▶ **GIVEN PASSAGE**

Businesses that are generating underlying growth have a good chance of producing capital returns over time.
That’s why these three ASX tech shares could be ones to think about:
Xero Limited (ASX: XRO)
Xero is one of the biggest and perhaps one of the best technology companies in the world.
It is carving out a position as a global market leader in cloud accounting. In Xero’s FY21, it achieved total subscriber growth of 20% to 2.74 million. That included 17% growth of UK subscribers to 720,000, 18% growth of North American subscribers to 285,000 and 40% growth of rest of the world subscribers to 175,000.
Xero is investing heavily for growth. It regularly tells investors it has a preference to re-invest cash generated to drive long-term shareholder value.
However, there are certain financial measures that show how profitable this ASX tech share is and how much profit it could make if it wasn’t investing so heavily. Its FY21 gross profit margin was 86%. Whilst operating revenue grew by 18% to NZ$848.8 million, free cashflow rose 110% to NZ$57 million.

▶ **SUPPLIED ENTRIES**
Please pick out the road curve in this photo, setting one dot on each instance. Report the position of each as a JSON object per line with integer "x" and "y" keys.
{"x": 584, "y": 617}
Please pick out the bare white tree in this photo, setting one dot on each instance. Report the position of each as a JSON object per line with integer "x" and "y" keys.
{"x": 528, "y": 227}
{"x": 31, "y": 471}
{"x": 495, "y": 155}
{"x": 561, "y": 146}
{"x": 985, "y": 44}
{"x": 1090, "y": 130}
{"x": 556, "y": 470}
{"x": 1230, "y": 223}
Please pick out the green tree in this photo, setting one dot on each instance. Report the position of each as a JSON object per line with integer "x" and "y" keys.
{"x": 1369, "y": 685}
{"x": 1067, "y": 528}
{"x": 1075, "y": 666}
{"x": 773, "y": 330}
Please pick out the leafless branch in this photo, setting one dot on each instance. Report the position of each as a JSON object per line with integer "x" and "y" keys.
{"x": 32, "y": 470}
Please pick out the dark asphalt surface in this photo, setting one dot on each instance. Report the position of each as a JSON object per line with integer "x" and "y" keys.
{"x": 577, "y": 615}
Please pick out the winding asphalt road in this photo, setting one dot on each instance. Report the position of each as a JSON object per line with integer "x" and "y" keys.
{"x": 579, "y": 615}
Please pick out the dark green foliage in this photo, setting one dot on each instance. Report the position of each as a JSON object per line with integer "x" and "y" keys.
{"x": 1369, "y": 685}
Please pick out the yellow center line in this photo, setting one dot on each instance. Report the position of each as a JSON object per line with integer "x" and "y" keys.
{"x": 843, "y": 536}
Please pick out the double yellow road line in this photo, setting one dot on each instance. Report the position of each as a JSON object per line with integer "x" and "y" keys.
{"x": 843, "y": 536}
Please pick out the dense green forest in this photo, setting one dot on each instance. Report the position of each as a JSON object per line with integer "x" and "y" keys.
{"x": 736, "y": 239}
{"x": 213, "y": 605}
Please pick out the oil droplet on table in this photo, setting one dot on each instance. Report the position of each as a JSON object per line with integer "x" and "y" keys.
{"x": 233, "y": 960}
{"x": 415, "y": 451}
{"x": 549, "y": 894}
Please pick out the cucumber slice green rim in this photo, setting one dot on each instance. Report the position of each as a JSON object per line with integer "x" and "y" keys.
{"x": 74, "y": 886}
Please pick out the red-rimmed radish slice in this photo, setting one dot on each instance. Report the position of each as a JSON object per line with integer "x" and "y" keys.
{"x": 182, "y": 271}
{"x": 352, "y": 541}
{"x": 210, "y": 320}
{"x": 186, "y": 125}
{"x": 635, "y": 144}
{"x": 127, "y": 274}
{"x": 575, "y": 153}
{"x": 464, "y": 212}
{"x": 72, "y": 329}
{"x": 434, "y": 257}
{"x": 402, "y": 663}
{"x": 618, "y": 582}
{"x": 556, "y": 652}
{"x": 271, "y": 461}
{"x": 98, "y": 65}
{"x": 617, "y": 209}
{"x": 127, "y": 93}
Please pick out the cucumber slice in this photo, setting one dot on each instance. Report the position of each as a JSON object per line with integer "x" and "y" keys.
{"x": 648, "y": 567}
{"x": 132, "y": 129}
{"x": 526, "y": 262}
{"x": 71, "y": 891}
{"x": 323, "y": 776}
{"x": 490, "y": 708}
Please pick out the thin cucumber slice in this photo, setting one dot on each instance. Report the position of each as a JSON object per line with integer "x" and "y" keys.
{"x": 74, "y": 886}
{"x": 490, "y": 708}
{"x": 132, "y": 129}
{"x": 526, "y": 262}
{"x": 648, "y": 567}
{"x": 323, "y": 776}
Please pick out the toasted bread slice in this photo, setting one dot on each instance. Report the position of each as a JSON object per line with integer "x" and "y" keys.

▶ **DIRECTIONS**
Retype the part of the passage on Xero that opens with the words containing "Businesses that are" and closes with "Limited (ASX: XRO)".

▶ **SOLUTION BELOW**
Businesses that are generating underlying growth have a good chance of producing capital returns over time.
That’s why these three ASX tech shares could be ones to think about:
Xero Limited (ASX: XRO)